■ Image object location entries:

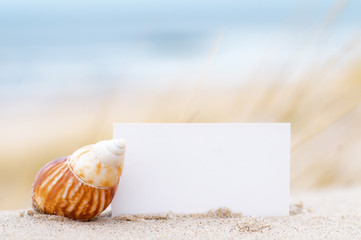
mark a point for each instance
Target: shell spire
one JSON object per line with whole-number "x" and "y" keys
{"x": 82, "y": 185}
{"x": 101, "y": 164}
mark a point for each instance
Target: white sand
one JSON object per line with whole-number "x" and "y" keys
{"x": 326, "y": 214}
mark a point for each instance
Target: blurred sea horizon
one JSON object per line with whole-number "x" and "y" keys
{"x": 45, "y": 49}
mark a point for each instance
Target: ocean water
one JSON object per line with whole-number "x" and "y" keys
{"x": 85, "y": 49}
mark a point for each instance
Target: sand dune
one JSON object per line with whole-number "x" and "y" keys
{"x": 327, "y": 214}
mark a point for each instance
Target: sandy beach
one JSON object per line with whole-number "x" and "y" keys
{"x": 324, "y": 214}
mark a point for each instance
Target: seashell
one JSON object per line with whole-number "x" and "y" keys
{"x": 82, "y": 185}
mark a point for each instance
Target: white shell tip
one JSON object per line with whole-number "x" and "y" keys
{"x": 120, "y": 143}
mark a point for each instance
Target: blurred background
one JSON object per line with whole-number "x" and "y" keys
{"x": 69, "y": 69}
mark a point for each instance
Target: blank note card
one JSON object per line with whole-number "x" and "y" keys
{"x": 196, "y": 167}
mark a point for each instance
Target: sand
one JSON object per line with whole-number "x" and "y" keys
{"x": 324, "y": 214}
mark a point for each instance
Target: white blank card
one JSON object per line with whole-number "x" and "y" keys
{"x": 196, "y": 167}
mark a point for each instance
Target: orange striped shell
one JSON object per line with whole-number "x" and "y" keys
{"x": 58, "y": 191}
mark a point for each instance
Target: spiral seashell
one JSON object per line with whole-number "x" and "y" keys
{"x": 82, "y": 185}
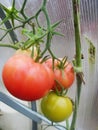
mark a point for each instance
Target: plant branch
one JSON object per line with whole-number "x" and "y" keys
{"x": 77, "y": 60}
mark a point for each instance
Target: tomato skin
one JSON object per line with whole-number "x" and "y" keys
{"x": 56, "y": 108}
{"x": 64, "y": 76}
{"x": 26, "y": 79}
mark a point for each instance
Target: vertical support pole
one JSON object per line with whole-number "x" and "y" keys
{"x": 34, "y": 107}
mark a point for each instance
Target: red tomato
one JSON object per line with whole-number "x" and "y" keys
{"x": 64, "y": 77}
{"x": 26, "y": 79}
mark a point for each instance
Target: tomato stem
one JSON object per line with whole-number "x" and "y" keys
{"x": 77, "y": 60}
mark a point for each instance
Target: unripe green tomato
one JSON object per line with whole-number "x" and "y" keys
{"x": 56, "y": 108}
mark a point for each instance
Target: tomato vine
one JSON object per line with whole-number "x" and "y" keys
{"x": 36, "y": 35}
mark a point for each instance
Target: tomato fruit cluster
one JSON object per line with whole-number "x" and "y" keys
{"x": 26, "y": 79}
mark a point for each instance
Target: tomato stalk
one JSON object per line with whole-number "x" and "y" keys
{"x": 78, "y": 62}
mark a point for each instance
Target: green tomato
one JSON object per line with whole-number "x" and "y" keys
{"x": 56, "y": 108}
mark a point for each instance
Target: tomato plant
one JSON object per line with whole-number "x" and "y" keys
{"x": 64, "y": 75}
{"x": 26, "y": 79}
{"x": 56, "y": 108}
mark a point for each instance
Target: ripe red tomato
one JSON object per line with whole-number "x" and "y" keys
{"x": 64, "y": 77}
{"x": 26, "y": 79}
{"x": 56, "y": 108}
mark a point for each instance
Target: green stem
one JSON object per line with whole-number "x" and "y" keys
{"x": 78, "y": 60}
{"x": 22, "y": 9}
{"x": 9, "y": 45}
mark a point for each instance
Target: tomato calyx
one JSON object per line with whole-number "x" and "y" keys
{"x": 60, "y": 91}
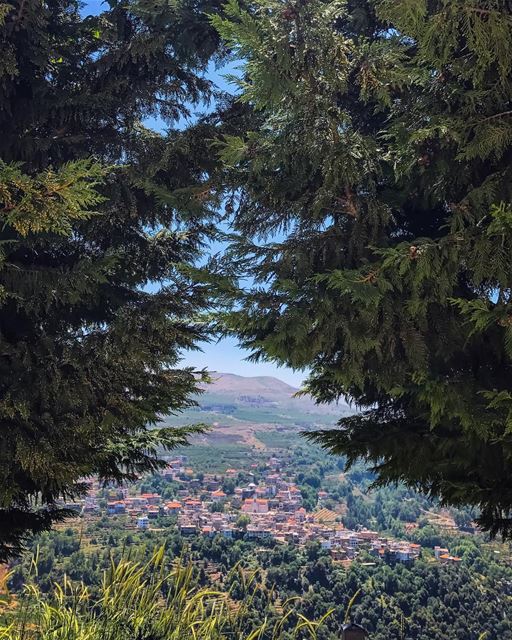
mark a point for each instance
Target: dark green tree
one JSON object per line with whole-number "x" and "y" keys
{"x": 102, "y": 220}
{"x": 373, "y": 203}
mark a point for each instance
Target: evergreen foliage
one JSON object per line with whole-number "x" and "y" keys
{"x": 102, "y": 220}
{"x": 153, "y": 600}
{"x": 373, "y": 208}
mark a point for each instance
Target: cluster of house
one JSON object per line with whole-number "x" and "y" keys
{"x": 271, "y": 509}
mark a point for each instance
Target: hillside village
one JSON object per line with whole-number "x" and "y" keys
{"x": 270, "y": 510}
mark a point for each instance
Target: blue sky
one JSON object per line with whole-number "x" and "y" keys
{"x": 226, "y": 355}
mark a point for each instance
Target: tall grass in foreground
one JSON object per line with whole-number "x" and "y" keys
{"x": 145, "y": 601}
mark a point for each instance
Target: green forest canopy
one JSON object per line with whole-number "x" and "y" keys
{"x": 381, "y": 160}
{"x": 95, "y": 207}
{"x": 373, "y": 136}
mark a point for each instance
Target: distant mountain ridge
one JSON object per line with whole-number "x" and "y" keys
{"x": 233, "y": 383}
{"x": 234, "y": 395}
{"x": 241, "y": 407}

■ EXERCISE DESCRIPTION:
Print the entries above exactly, taking out only the pictures.

■ FULL SOLUTION:
mark a point for each instance
Target: shell spire
one JSON object per line with whole-number "x" and "y" keys
{"x": 82, "y": 185}
{"x": 101, "y": 164}
mark a point for each instance
Target: white sand
one JSON object per line with whole-number "x" and "y" keys
{"x": 326, "y": 214}
mark a point for each instance
Target: blurred sea horizon
one JSON object per line with whole-number "x" and "y" keys
{"x": 45, "y": 49}
mark a point for each instance
Target: ocean water
one JSON object per line with whole-number "x" and "y" keys
{"x": 85, "y": 49}
mark a point for each instance
Target: sand dune
one JSON object per line with whole-number "x" and "y" keys
{"x": 327, "y": 214}
mark a point for each instance
Target: sandy beach
one JSON object per line with whole-number "x" and "y" keys
{"x": 324, "y": 214}
mark a point for each instance
Target: seashell
one JSON object per line with whole-number "x" and "y" keys
{"x": 82, "y": 185}
mark a point for each instance
Target: white shell tip
one JSON object per line with whole-number "x" and "y" keys
{"x": 120, "y": 143}
mark a point for each instance
Target: blurred background
one JSON object per line with whole-number "x" and "y" keys
{"x": 69, "y": 69}
mark a point for each instance
Target: blank note card
one JSON object per line with whole-number "x" and "y" keys
{"x": 196, "y": 167}
mark a point for each instance
Target: sand
one JSON object per line with whole-number "x" and "y" keys
{"x": 324, "y": 214}
mark a point for each instance
Target: white blank card
one JSON object per line with whole-number "x" and "y" keys
{"x": 196, "y": 167}
mark a point for each instance
Target: orange striped shell
one JSON object per line with whole-number "x" and "y" keys
{"x": 58, "y": 191}
mark a point for each instance
Target: spiral seashell
one JSON object per line with whole-number "x" and "y" keys
{"x": 82, "y": 185}
mark a point for each instance
Target: plant branch
one JSON object per line with whole-number "x" and "y" keys
{"x": 77, "y": 60}
mark a point for each instance
Target: tomato skin
one JSON object per line with whole-number "x" and "y" keys
{"x": 56, "y": 108}
{"x": 64, "y": 76}
{"x": 26, "y": 79}
mark a point for each instance
Target: vertical support pole
one JSON object per line with whole-number "x" and "y" keys
{"x": 34, "y": 107}
mark a point for each instance
Target: red tomato
one JSON object per line with whole-number "x" and "y" keys
{"x": 64, "y": 77}
{"x": 26, "y": 79}
mark a point for each instance
Target: tomato stem
one JSON object per line with whole-number "x" and "y" keys
{"x": 77, "y": 60}
mark a point for each instance
Target: unripe green tomato
one JSON object per line with whole-number "x" and "y" keys
{"x": 56, "y": 108}
mark a point for each instance
Target: tomato vine
one JSON object per line with whole-number "x" and "y" keys
{"x": 36, "y": 35}
mark a point for each instance
Target: tomato fruit cluster
one JSON object per line with whole-number "x" and "y" keys
{"x": 26, "y": 79}
mark a point for each instance
Target: tomato stalk
one JSON object per line with whole-number "x" and "y" keys
{"x": 78, "y": 62}
mark a point for each instance
Target: green tomato
one JSON object per line with whole-number "x" and "y" keys
{"x": 56, "y": 108}
mark a point for each instance
Target: tomato plant
one JSON object per line with whole-number "x" and "y" keys
{"x": 64, "y": 75}
{"x": 26, "y": 79}
{"x": 56, "y": 108}
mark a point for each instance
Target: ripe red tomato
one JSON object per line with whole-number "x" and "y" keys
{"x": 64, "y": 77}
{"x": 26, "y": 79}
{"x": 56, "y": 108}
mark a point for each instance
Target: green stem
one JSON object per line with whole-number "x" and "y" keys
{"x": 78, "y": 60}
{"x": 22, "y": 9}
{"x": 9, "y": 45}
mark a point for each instance
Target: tomato calyx
one JSON object per line with whole-number "x" and "y" keys
{"x": 60, "y": 91}
mark a point for each instance
Target: dark green tree
one JSON object per line with whole-number "x" and "y" keys
{"x": 102, "y": 220}
{"x": 373, "y": 203}
mark a point for each instance
Target: evergreen foliage
one JSON object per line with whole-number "x" and "y" keys
{"x": 102, "y": 220}
{"x": 153, "y": 600}
{"x": 373, "y": 208}
mark a point for each instance
Target: cluster of house
one JSON object per line with whole-number "x" and "y" keys
{"x": 271, "y": 509}
mark a point for each instance
Target: hillside village
one JSON object per line with whole-number "x" and "y" keys
{"x": 270, "y": 510}
mark a point for each instance
Target: blue sky
one JSON object per line with whole-number "x" and "y" keys
{"x": 226, "y": 355}
mark a point for each instance
Target: tall grass in foreground
one JSON object per line with whole-number "x" and "y" keys
{"x": 145, "y": 601}
mark a point for each instance
Target: green forest canopy
one JSON object per line with whole-number "x" and "y" keys
{"x": 381, "y": 160}
{"x": 95, "y": 207}
{"x": 373, "y": 136}
mark a point for each instance
Target: distant mountain ridge
one JSON object per line with whole-number "x" and "y" keys
{"x": 233, "y": 383}
{"x": 234, "y": 395}
{"x": 241, "y": 407}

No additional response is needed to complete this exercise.